▶ _SET EXERCISE_
Rewrite every line of the entries below as a numbered list, leaving out any blank lines.

Entries from a point labeling set
========================================

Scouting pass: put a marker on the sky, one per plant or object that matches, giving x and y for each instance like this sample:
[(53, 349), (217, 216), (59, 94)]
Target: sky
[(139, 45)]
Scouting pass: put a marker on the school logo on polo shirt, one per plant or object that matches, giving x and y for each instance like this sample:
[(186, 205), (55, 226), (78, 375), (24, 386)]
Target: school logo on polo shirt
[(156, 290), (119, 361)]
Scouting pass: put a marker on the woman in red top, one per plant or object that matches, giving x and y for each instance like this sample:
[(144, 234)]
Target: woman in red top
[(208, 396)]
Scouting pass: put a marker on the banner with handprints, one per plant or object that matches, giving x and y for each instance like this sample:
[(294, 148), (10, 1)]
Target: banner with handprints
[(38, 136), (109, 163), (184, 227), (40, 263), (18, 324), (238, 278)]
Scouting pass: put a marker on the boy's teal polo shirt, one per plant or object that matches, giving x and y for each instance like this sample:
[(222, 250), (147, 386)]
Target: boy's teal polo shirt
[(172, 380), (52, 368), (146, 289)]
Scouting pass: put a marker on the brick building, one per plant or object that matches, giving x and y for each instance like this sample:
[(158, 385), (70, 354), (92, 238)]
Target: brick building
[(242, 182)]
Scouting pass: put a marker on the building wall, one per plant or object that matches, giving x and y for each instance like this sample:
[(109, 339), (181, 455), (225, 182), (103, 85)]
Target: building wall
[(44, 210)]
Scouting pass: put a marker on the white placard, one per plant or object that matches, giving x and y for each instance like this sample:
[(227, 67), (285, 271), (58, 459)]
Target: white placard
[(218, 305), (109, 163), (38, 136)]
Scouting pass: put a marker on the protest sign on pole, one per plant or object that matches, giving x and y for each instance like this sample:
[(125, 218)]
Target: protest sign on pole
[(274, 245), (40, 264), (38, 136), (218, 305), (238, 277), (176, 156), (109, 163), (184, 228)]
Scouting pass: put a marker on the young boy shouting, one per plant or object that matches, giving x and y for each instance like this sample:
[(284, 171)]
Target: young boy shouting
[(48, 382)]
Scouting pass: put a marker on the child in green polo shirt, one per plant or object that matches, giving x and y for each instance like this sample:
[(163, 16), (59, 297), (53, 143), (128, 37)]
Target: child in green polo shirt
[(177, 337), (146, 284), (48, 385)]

========================================

▶ _EXERCISE RESULT_
1. Scouting pass: put a marker on the sky, one per plant or object that matches, giving x and y for each instance like this sample:
2. [(53, 349), (217, 216), (59, 94)]
3. Target: sky
4. [(139, 45)]
5. Scouting pass: put a marker on the school logo on polo shirt, one per plant or object that matches, giving x and y for each instance like this sample:
6. [(186, 205), (55, 226), (78, 375), (24, 386)]
7. Target: school logo on polo shirt
8. [(156, 290), (119, 361)]
9. Scouting pass: put a marker on the woman in red top, one per plant or object that matches, giving x and y for each instance like this sample:
10. [(144, 234)]
11. Target: woman in red top
12. [(208, 396)]
13. Scouting pass: put a marker on the banner with handprints, one per plant or object that matches, giving x and y for each instance like this sample:
14. [(294, 148), (10, 1)]
15. Target: banner with handprints
16. [(38, 136), (109, 163), (184, 227), (40, 263), (18, 324), (238, 278)]
17. Scouting pass: put a marker on the boy's teal polo shirt, one per plant or object that matches, giving x and y for each instance like this sample:
18. [(222, 250), (147, 386)]
19. Target: boy's teal polo shirt
20. [(172, 380), (52, 368), (146, 289)]
21. Scouting pass: put a marker on the brick building, one per plant or object that matches, giving x and y for each instance like this sample:
22. [(158, 385), (70, 354), (92, 238)]
23. Target: brick building
24. [(242, 182)]
25. Scouting pass: put a marker on the building wall, one per plant or object that matches, giving x and y for each instance like this sample:
26. [(109, 339), (181, 455), (225, 182), (103, 85)]
27. Target: building wall
28. [(44, 210)]
29. Scouting pass: put a marker on the white placard, one per plant or object that matches, giving x and y for each instance like this sample:
30. [(227, 67), (285, 271), (58, 459)]
31. Target: white placard
32. [(218, 305), (109, 163), (38, 136)]
33. Scouting pass: put a marker on the protest sign on pole, one per plant or object that matches, giving x and y for each instance like this sample:
34. [(125, 218)]
35. Target: protest sign on pole
36. [(274, 245), (40, 264), (38, 136), (218, 305), (238, 277), (176, 156), (109, 163), (184, 228)]
37. Scouting pass: put a marker on the young boy shouting, one per plant or object that matches, giving x and y for each instance like this sample:
38. [(284, 171)]
39. Target: young boy shouting
40. [(48, 382)]
41. Scouting pass: put a marker on the child in green polo shirt, one per plant or object that matches, giving x and y for each instance like this sample:
42. [(163, 16), (59, 297), (53, 143), (128, 37)]
43. Target: child in green polo shirt
44. [(177, 337), (146, 284), (48, 385)]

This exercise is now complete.